The speedway to Icecrown is already there, bypassing Naxx and Uld...

C out
 
It is hard to predict whether it is the veterans or the new players whom will benefit the most from this holiday.

I have a toon in a leveling guild and I always recommend to new players they pick up skinning when they start their first character. Not only does leather sell well, the meat they get by killing certain mobs can make them relatively wealthy while leveling.

It remains to be seen if the price of meat will drop after the holiday. I hope so for the new players in my guild.
 
Give me ezmode Fishing! :)

I read somewhere that "Pilgrim's gonna make levelling cooking easy", but as I don't have any char below 370 cooking on my main server (and didn't bother to look anywhere else) I wouldn't even have noticed if it's true.
If it was really such a pain to level, I wouldn't have done it on every class. Like I only have 1 high-level Fisherman, because that IS a pain to level.
 
"Funny story... about doing the dishes"

If you consider playing a particular video game analogous to washing the dishes, I'd say you need to find a different genre of video game to play.
 
Obviously the great equalizing reset button comes in every once in awhile to help new players catch up. This is great for things like getting raid-geared or pvp-geared, as these activities offten require the cooperation of countless other players, and when the necessary dungeons are outdated, or the rest of the population is already in high PvP style, the task can be too daunting.
+++++
■ LIST OF TASKS:
1. In the forum comments, which profession does the commenter with a toon in a leveling guild recommend that new players pick up?
2. Write out the part of the forum comments that begins at the words "It remains to" and stops after "if it's true.".
3. Write what comes next in the forum comments about the holiday, picking up after the last sentence shown.

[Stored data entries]
+++++
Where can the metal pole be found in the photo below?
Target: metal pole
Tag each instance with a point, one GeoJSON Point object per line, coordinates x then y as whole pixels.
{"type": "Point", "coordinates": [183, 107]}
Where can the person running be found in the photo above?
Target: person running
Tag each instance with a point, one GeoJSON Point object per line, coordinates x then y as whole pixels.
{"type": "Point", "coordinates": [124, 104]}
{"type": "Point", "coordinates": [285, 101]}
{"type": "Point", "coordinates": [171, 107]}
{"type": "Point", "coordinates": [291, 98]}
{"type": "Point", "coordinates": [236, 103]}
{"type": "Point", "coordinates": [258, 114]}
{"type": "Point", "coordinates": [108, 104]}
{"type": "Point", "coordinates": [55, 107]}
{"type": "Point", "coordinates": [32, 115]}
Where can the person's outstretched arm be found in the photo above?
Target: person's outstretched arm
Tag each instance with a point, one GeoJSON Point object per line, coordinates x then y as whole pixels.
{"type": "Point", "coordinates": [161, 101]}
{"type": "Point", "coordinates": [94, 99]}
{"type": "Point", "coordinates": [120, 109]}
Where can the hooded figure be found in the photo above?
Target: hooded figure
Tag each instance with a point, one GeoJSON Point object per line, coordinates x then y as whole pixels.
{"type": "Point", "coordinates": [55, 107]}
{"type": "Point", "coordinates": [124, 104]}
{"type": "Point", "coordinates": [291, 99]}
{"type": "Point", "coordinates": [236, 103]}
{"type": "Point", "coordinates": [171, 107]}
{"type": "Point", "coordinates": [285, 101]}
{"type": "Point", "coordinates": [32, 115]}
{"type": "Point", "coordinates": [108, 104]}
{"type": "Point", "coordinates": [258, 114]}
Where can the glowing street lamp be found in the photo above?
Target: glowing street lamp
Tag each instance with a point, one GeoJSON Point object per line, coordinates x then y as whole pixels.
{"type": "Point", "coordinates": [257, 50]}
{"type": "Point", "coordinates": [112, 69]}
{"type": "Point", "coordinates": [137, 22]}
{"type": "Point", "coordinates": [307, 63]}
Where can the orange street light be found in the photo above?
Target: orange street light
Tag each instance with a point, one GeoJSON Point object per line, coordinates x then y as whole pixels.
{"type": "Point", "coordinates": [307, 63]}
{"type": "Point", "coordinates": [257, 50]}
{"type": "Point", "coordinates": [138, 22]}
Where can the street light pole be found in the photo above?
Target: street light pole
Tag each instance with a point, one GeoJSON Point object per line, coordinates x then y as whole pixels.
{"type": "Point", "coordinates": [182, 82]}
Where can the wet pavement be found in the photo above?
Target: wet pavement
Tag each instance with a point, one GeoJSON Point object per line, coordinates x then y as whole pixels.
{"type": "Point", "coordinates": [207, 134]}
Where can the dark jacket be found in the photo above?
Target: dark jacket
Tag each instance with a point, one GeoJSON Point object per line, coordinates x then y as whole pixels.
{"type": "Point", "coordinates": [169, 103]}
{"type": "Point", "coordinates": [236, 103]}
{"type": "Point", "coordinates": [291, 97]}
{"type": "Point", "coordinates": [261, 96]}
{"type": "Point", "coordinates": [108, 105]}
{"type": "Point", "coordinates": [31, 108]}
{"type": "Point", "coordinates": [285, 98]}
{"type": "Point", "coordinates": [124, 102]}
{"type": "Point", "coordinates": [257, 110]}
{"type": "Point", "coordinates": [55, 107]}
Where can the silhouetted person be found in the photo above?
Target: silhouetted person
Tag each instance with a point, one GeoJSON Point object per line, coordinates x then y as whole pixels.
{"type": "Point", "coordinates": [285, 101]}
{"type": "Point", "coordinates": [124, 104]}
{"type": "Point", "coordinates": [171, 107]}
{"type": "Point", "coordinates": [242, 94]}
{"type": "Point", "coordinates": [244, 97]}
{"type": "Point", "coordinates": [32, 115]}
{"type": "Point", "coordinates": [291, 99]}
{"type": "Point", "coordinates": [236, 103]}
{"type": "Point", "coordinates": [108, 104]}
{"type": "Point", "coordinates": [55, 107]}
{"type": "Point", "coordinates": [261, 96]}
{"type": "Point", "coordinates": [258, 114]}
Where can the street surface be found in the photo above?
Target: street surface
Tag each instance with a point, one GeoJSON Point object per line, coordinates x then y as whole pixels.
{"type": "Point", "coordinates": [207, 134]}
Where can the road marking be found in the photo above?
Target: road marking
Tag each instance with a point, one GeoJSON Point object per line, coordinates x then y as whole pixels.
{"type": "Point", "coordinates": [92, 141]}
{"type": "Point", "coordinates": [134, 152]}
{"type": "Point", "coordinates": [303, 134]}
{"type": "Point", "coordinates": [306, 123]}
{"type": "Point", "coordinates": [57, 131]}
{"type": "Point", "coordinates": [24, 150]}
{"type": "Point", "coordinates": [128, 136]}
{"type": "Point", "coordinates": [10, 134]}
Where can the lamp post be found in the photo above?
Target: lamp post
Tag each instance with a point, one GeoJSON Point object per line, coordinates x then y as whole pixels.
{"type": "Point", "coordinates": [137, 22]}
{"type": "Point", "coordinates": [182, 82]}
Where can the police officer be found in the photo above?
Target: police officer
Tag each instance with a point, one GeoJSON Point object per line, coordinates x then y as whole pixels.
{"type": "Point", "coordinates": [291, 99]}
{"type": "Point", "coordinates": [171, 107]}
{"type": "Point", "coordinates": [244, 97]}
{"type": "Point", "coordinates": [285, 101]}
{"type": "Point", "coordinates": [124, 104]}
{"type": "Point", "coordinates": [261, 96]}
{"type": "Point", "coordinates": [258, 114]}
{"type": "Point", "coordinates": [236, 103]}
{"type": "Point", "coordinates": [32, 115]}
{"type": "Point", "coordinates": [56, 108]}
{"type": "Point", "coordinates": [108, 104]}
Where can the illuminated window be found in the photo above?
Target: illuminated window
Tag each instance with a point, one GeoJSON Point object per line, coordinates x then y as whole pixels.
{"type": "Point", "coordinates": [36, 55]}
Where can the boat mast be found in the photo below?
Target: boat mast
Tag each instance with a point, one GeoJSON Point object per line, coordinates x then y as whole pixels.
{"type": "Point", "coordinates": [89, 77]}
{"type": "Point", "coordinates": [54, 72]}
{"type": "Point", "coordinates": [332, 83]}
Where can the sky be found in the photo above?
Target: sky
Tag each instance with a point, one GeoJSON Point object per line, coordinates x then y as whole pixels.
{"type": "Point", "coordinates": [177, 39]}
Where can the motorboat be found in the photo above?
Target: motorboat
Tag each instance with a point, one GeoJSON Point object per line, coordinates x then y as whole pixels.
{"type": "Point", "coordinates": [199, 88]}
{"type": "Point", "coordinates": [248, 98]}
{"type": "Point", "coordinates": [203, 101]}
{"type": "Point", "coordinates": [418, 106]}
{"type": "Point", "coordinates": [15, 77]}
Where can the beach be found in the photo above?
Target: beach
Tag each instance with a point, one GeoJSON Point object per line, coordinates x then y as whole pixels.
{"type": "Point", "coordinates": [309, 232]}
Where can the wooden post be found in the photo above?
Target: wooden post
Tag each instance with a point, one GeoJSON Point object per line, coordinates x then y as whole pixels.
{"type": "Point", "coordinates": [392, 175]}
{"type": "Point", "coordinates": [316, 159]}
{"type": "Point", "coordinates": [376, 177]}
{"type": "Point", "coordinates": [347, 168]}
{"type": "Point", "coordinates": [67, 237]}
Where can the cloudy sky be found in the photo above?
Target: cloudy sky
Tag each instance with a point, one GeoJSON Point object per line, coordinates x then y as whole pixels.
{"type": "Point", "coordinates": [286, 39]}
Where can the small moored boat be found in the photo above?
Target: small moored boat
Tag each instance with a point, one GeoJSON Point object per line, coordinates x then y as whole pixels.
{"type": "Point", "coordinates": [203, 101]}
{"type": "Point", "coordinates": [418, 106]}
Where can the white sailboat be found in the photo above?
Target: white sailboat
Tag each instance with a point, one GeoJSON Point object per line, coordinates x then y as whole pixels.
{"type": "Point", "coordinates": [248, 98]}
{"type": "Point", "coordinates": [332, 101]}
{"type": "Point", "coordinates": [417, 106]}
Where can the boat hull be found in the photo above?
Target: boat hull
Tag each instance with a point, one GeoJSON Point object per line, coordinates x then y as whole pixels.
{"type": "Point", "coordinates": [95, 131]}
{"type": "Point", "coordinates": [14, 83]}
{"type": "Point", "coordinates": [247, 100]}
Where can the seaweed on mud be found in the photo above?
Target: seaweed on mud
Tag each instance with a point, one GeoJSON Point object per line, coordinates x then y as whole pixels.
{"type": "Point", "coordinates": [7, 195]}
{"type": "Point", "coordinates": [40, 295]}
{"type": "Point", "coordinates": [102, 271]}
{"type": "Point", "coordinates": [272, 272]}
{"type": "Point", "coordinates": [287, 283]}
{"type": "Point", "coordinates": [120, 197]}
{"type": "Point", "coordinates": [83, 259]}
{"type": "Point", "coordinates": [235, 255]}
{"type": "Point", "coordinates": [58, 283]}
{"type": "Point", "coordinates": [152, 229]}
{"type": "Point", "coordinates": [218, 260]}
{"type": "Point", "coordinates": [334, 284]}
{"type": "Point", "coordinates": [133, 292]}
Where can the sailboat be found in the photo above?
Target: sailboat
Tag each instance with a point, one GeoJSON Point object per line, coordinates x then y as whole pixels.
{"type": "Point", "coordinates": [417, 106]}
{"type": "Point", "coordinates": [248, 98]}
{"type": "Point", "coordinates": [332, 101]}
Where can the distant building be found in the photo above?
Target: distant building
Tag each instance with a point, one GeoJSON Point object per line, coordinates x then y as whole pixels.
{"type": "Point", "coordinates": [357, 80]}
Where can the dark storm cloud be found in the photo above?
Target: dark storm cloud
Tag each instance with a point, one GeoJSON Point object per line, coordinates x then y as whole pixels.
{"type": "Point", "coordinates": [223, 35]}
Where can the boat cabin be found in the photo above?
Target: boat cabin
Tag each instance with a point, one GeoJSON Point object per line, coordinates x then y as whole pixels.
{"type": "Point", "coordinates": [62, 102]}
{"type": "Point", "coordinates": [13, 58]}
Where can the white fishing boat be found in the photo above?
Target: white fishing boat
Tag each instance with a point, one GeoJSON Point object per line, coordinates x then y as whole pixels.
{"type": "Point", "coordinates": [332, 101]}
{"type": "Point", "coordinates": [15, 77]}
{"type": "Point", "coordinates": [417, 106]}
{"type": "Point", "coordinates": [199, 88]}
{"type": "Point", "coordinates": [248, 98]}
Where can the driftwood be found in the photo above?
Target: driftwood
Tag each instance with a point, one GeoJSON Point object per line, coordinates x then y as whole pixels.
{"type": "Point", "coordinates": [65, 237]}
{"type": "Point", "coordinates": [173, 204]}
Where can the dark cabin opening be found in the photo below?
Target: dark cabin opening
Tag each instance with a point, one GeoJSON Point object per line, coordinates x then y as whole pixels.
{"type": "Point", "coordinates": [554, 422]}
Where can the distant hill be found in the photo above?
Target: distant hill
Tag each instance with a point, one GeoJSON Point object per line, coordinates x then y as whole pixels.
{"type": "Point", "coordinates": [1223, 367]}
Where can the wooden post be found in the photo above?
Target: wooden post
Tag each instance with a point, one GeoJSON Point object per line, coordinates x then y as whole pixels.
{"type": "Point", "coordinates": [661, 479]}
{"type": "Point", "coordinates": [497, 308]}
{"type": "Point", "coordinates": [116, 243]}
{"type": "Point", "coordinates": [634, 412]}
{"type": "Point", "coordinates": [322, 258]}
+++++
■ ANSWERS BY ITEM:
1. Skinning.

2.
It remains to be seen if the price of meat will drop after the holiday. I hope so for the new players in my guild.
 
Give me ezmode Fishing! :)

I read somewhere that "Pilgrim's gonna make levelling cooking easy", but as I don't have any char below 370 cooking on my main server (and didn't bother to look anywhere else) I wouldn't even have noticed if it's true.

3.
With cooking however, this is not the case. Cooking is something a player can do alone and on his own schedule. While I won't argue that there should not have been SOME implementation to make the cooking leveling system more accessible, this is just ridiculously easy and incredibly trivializing of the entire profession, not to mention a huge spit in the face of all players who dumped in tens of hours and hundreds of gold to level their cooking.
 
Rhii, why did you allow yourself to start grinding at all?
 
@Anonymous:
"Funny story... about doing the dishes:

My grandmother boiled water on the stove, put it in a big bowl without drainpipe.

My mother took hot tap water and did the dishes in the sink.

My wife has a nice dishwasher.

I expect my daughter to use a magic wand ;-)"

Different things entirely.

One is a chore that nobody wants to do, but needs to be done.

The other is a game we pay to do things in because we enjoy it.

If your game is a 'chore' you shouldn't be playing it.

And for me, Toxic hit the nail on the head with the Kazoo comment. Perfect.
 
What's the news? It's powerlevelling a tradeskill - something that has been around for some time now, and endorsed by Blizzard (check the powerlevelling guide in the official professions, praised and promptly made a sticky by a blue). You didnt' complain when you went from 1-450 in Blacks mithing within 30 minutes did you? It's the same thing. Don't mention the cost, it's just 2-3 BoE epics from your average boss and some AH shopping.
 
Hey Tobold love the blog but how many people playing WOW are new to the game. I think making things easier to level for alts is another way of Blizzard keeping the existing player population happy because in reality that is the true player base.
 
Wow! I didn't even know we could do this! I have been playing for 5 years and still do not have max cooking or fishing for any of my 6 80's lol. Its just not that big of a deal to me I can always get what I need off the AH for trivial gold. However having said that I may check into this and level up one of my toons with cooking.
 
I loved this. I have two toons that have cooking over 300 (over 400 really) out of 8 regularly played toons. This allows me to have every toon get within pretty easy shot of being able to provide feasts for raids which I have never done. Tired of sponging off guildies (they refuse compensation), but having to level cooking by hand is hard and boring. Been there done that. Now if they can nerf fishing.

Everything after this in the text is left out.